▶ _Text extract_:
__________________________________________________

Abstracts
COURSES
Marco Golla: Milnor fibres from a symplectic perspective.
Symplectic topology is a flexible version of algebraic geometry over C, and many algebro-geometric constructions have an analogue in symplectic topology. We will look at smoothings and deformations of surface singularities from this perspective: I will talk about contact structures and symplectic fillings via open books and Lefschetz fibrations, with an emphasis on canonical contact structures on link of singularities.
David Rydh: Stacks and resolution of singularities.
The goal of this course is to explain how using stacks makes resolution of singularities and weak factorization simpler and more transparent. In particular, I will give a gentle introduction to stacks and stack-theoretic modifications such as root stacks and weighted blow-ups and explain some relations to logarithmic geometry. I will also present the weighted embedded resolution algorithm of Abramovich--Temkin--Włodarczyk as well as related algorithms such as weak factorization and destackification. If there is time, I will also say something about stack-theoretic modifications in positive characteristic and how these could shed light on resolution of singularities in positive characteristic.
Mattia Talpo: Log geometry and degenerations.

__________________________________________________

▶ _Data excerpts_:
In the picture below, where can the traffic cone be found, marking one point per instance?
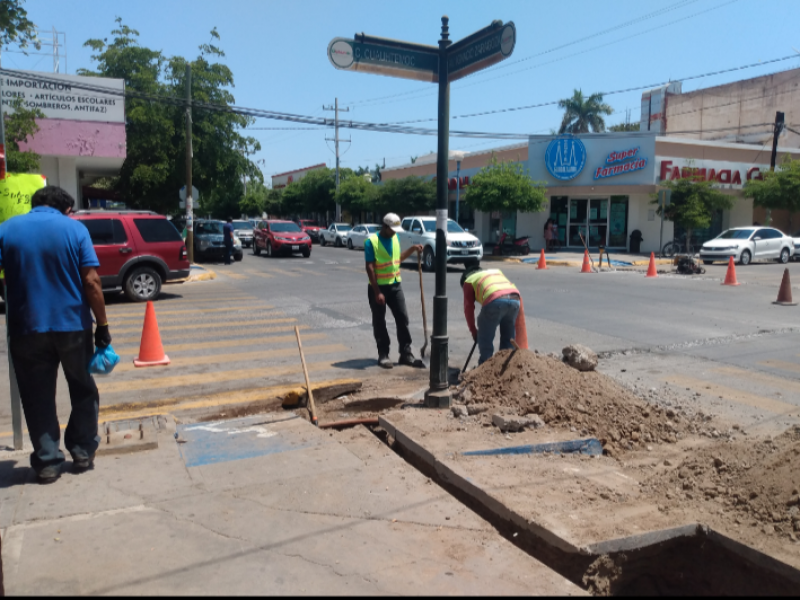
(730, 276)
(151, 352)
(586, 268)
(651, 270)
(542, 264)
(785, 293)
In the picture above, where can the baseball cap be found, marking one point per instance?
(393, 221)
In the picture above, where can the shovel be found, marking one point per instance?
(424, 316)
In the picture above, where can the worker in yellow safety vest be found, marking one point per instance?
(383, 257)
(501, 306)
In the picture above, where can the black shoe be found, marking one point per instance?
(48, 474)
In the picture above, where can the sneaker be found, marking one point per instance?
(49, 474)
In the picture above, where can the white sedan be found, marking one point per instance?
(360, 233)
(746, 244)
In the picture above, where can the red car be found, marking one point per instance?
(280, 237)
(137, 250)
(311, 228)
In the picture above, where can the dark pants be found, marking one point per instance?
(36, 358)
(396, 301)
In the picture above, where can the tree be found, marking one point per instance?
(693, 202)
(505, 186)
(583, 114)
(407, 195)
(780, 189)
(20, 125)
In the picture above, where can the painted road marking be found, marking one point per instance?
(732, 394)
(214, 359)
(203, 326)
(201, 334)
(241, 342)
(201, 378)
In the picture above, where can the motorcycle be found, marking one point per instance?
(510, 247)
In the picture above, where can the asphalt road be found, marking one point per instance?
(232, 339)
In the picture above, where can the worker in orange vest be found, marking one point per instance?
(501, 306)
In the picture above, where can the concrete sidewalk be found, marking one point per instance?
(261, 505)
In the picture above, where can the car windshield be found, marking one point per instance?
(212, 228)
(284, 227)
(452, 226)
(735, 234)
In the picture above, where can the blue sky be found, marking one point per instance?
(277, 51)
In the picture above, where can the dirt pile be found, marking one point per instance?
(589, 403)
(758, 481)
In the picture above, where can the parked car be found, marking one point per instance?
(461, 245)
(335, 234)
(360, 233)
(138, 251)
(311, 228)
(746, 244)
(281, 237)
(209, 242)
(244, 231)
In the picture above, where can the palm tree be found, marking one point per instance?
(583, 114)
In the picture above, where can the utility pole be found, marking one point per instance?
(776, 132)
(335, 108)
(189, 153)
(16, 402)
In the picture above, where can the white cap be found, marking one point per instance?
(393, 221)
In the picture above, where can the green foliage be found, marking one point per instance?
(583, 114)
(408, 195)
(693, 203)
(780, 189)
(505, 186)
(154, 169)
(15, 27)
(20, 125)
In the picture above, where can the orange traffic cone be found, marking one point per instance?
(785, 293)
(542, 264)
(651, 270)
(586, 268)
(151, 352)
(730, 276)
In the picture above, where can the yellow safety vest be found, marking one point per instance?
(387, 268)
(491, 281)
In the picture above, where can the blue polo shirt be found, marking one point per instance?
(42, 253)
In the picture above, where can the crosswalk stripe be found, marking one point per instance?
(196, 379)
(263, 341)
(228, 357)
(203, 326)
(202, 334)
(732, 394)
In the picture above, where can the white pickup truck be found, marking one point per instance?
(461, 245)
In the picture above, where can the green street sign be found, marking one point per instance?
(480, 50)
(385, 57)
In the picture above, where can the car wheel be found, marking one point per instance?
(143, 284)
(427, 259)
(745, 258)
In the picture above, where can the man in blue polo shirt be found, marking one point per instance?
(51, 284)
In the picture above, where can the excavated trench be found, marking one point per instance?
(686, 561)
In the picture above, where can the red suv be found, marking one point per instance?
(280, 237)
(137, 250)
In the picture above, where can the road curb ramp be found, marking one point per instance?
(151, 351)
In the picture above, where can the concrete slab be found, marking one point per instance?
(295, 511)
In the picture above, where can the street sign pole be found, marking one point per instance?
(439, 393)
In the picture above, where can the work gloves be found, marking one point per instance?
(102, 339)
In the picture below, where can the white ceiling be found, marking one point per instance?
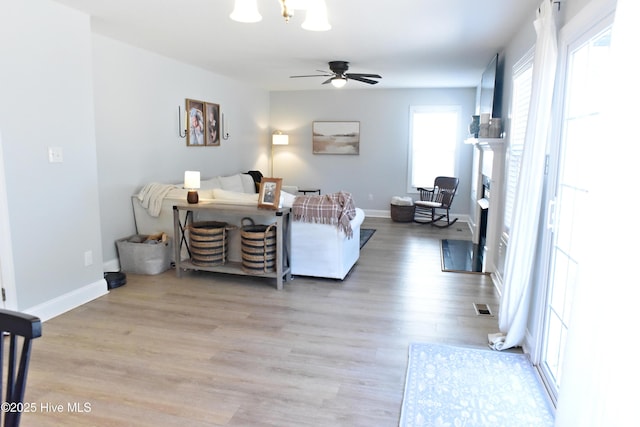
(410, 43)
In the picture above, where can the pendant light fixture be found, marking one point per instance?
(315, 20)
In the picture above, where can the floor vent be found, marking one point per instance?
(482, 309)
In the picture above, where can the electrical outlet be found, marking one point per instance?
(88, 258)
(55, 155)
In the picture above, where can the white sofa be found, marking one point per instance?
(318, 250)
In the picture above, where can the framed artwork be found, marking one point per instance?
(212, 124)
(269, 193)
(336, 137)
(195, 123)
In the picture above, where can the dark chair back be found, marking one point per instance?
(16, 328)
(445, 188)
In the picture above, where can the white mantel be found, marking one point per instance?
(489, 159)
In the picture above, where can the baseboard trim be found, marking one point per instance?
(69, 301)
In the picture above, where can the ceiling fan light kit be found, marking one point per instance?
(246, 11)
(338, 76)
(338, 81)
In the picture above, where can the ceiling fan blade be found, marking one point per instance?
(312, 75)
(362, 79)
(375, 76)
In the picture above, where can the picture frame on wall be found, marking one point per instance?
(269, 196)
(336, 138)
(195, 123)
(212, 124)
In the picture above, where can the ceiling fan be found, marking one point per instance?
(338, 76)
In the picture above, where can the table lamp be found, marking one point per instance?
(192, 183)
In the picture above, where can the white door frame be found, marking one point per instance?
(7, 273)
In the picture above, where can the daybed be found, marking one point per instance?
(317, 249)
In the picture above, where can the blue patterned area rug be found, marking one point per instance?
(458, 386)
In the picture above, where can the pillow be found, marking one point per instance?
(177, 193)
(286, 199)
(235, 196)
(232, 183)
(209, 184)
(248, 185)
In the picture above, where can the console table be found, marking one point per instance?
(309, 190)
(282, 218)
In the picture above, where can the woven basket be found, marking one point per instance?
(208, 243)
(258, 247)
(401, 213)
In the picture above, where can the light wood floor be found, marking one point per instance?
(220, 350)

__________________________________________________

▶ _Prompt 1_: List the course titles given in the course abstracts above, each with the name of the person who gives it.
▶ _Prompt 2_: Translate this sentence from the course abstracts into Spanish: "Symplectic topology is a flexible version of algebraic geometry over C, and many algebro-geometric constructions have an analogue in symplectic topology."
▶ _Prompt 3_: Continue the course abstracts from their last line.

▶ _Response 1_:
Milnor fibres from a symplectic perspective (Marco Golla)
Stacks and resolution of singularities (David Rydh)
Log geometry and degenerations (Mattia Talpo)

▶ _Response 2_: La topología simpléctica es una versión flexible de la geometría algebraica sobre C, y muchas construcciones algebro-geométricas tienen un análogo en la topología simpléctica.

▶ _Response 3_:
Logarithmic (log) geometry is a version of algebraic geometry where one has an extra structure sheaf (of monoids) on a variety, that keeps track of some information of interest, typically a boundary locus or some infinitesimal information about a deformation. The theory was originally born for arithmetic applications, but it later found use in several other contexts. I will give an introduction to log geometry, with a view towards its interest for the study of degenerations, and its connections to toric and tropical geometry.
TALKS
Maria Alberich Carramiñana: The minimal Tjurina number of irreducible germs of plane curve singularities.
The minimal Tjurina number in the equisingularity class of any plane branch can be computed from its semigroup of values since 1997 by using Peraire's algorithm. We give a closed formula for the minimal Tjurina number of an equisingularity class in terms of the sequence of multiplicities of the strict transform along a resolution. The proof is based on a formula by Genzmer in 2016 for the dimension of the generic component of the moduli space of plane branches.
This is a joint work with P. Almirón, G. Blanco and A. Melle-Hernández.
Angelica Benito: Small irreducible components of arc spaces in positive characteristic.
Joint work with O. Piltant and A. Reguera
In 1968, J. Nash initiated the study of the space of arcs X_∞ of a (singular) algebraic variety X over a field of characteristic zero, with the purpose of understanding the structure of the various resolutions of singularities of X. His work was done shortly after Hironaka’s proof of Resolution of Singularities in characteristic zero. Nash proved, using Resolution of Singularities that the space of arcs X^{Sing}_{∞} centered in the singular locus of X has a finite number of irreducible components.
This ideas extends, with some important differences, to the case of positive characteristic p > 0. The first difference is that resolution of singularities is still an open problem if char k = p > 0 and dim X ≥ 4. Another difference is that, in contrast with characteristic zero, (Sing X)_∞ may contain some of the irreducible components of X^{Sing}_{∞}. Understanding these “small” components is the main purpose of the talk.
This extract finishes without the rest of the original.